Task goal
Can you repeat the lines below exactly, from the line containing "Goal: detect gravel" through the end of the records, both ends included?

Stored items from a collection
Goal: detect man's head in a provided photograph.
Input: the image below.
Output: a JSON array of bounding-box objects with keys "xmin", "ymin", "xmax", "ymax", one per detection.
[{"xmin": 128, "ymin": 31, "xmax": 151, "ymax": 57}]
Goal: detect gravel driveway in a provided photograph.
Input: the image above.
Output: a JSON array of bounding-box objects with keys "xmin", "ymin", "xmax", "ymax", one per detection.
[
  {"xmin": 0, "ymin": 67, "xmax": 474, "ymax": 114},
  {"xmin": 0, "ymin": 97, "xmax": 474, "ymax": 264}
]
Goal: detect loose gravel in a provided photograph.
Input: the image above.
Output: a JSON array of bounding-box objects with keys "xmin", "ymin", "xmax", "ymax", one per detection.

Exercise answer
Goal: detect gravel driveway in a provided photograph.
Input: the image above.
Output: a JSON array of bounding-box objects with keys "xmin", "ymin", "xmax", "ymax", one per detection.
[
  {"xmin": 0, "ymin": 67, "xmax": 474, "ymax": 114},
  {"xmin": 0, "ymin": 97, "xmax": 474, "ymax": 264}
]
Goal: detect loose gravel in a provided photograph.
Input: the image above.
Output: a JSON array of bounding-box objects with keys "xmin", "ymin", "xmax", "ymax", one per detection.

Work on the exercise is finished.